EXERCISE GOAL →
Please carry the commentary on David Brooks and "partyism" forward, picking up after its final sentence.

EXERCISE TEXT →
As the clock winds down on another midterm election that will likely reward Republicans for their policy-free, Obama-hating obstruction, trust David Brooks to identify an allegedly crippling social disorder, which he calls “partyism.” In a country still riven by race, Brooks has the nerve to brand Americans who may disdain people of another political party as indulging a “prejudice” akin to racism.
“To judge human beings on political labels is to deny and ignore what is most important about them,” he writes. “It is to profoundly devalue them. That is the core sin of prejudice, whether it is racism or partyism."
See what he did there? We already had a functional word for this condition -- it’s “partisanship” -- but call it “partyism” and you’ve got another loathsome “ism,” so easily twinned with racism. I would argue that someone’s political views and values are at the top of “what is most important about them” – and we have every right to choose not to befriend or marry people whose politics we abhor.
We don’t have the right to harm or harass them or refuse to hire them (except in certain jobs where political values and opinions are intrinsic to the job duties), but that’s not what Brooks is talking about here. He’s preaching a bizarre conservative version of the right’s caricature of the liberal nanny-state nightmare: Everybody just be nice to everybody! He’s a parody of a young women’s studies major discovering the concept of “looksism,” which he would no doubt mock.
This is Brooks at his dumbest. Which is, sadly, saying a lot. You can be forgiven if you stopped reading when he claimed, “In fact, the best recent research suggests that there’s more political discrimination than there is racial discrimination.” Is Brooks aware of “recent research” showing that black people without criminal records are less likely to get a job than a white applicant with a criminal record? That African-Americans face persistent discrimination in hiring, wages, bank lending, criminal prosecution and so much more?
The cancer of partyism is likely to become a cause for the tiresome folks who can’t believe we haven’t chucked democracy and turned the country over to the Simpson-Bowles commission, with a Supreme Court made up of No Labels folks. Of course, it’s also a great discovery for purveyors of “both sides do it” false equivalence, because Brooks makes the case it afflicts liberals and conservatives alike – even though the 2010 poll he cites shows that Republicans are much more likely to be “partyist” than Democrats. Half of Republicans compared with a third of Democrats say they’d be “displeased” if a child married someone from the other party. It was 5 percent and 4 percent, respectively, in 1960.
Disdaining someone for their politics has nothing in common with racial prejudice, which is irrational and ugly and imputes intrinsic inferiority, even evil, to another group. “Political discrimination,” another Brooks phrasing, is part of democracy. It’s certainly what we do when we vote. Politics is a way of living our values, and sadly for the country, the Republican Party’s core values have become skewed in a way that many of us find morally disturbing – and more to the point, in ways that lead conservatives to label liberals the enemy, not merely the loyal opposition.

MATERIAL PROVIDED →
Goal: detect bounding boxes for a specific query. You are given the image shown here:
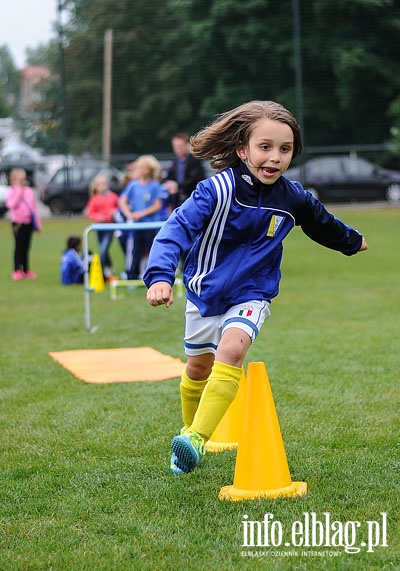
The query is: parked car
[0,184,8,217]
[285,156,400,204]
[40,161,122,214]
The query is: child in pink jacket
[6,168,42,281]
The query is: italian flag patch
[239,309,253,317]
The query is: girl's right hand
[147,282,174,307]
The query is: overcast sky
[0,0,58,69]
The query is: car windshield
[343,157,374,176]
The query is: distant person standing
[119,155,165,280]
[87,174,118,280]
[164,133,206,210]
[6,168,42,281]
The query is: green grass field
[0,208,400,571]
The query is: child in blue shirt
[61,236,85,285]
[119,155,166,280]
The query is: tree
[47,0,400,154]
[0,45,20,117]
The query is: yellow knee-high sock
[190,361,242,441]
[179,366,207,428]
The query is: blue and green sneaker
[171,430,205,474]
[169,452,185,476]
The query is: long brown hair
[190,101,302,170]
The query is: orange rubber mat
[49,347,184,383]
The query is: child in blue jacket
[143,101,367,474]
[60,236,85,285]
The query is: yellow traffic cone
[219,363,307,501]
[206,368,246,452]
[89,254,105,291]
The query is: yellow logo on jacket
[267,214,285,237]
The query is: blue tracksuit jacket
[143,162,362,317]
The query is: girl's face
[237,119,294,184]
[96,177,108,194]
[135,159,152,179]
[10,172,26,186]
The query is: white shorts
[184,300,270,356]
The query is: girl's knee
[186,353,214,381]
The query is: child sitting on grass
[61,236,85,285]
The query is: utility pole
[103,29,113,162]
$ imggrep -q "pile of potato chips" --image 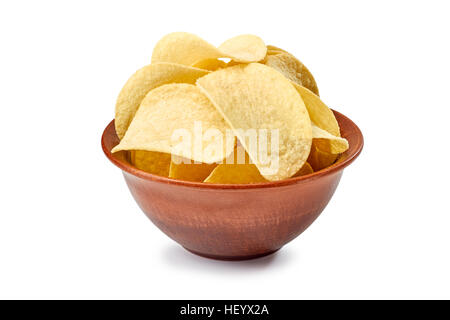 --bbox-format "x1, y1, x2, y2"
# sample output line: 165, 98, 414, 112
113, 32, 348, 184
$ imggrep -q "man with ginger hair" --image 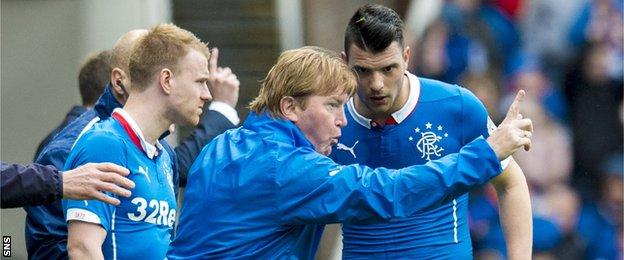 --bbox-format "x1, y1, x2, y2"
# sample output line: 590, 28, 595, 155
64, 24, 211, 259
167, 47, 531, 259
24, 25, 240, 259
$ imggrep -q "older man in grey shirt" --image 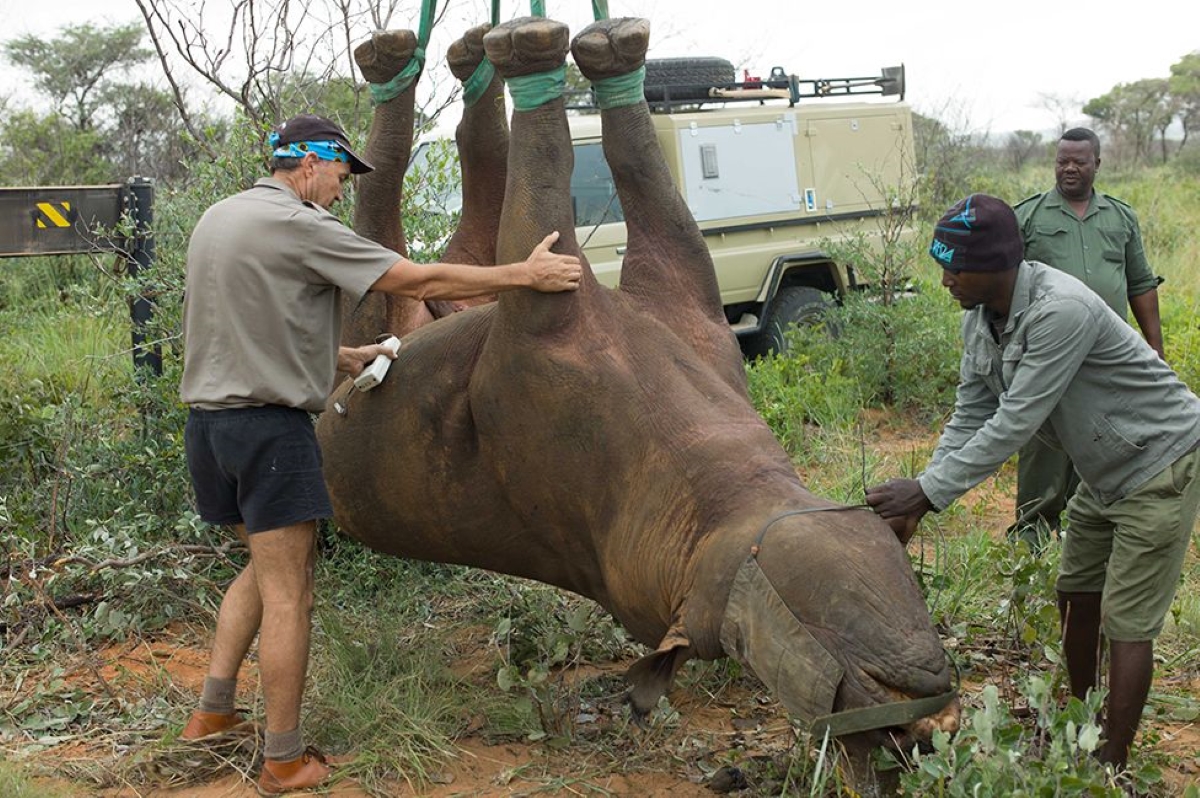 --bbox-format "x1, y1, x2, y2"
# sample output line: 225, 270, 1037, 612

RESPONSE →
It’s true: If my daughter came home and announced she was marrying a Republican, I would be concerned, until I got to know his values. Does he support lower taxes and less regulation? Well, so do a lot of my friends. That’s not a problem for me. But what about women’s equality? Voting rights for everyone? Marriage equality and LGBT rights? Is he sharing racist email chains showing President Obama dressed like a witch doctor, or the first lady as a chimp? Or the jokes comparing welfare recipients to dogs that made their way around Wisconsin Gov. Scott Walker’s office?
Does he poison himself by listening to Fox News every night? I’d worry about that the same way I’d worry if I learned my daughter’s intended sat on the sofa and consumed a fifth of vodka every night. The anger of Bill O’Reilly is corrosive and addictive.
And if my daughter didn’t pass muster with her (theoretical) Republican future in-laws -- and remember, polls say that's more likely than my, as a Democrat, objecting to their son -- I’d say that was fine, and remind her that she could, and certainly would, do better. They obviously have terrible values.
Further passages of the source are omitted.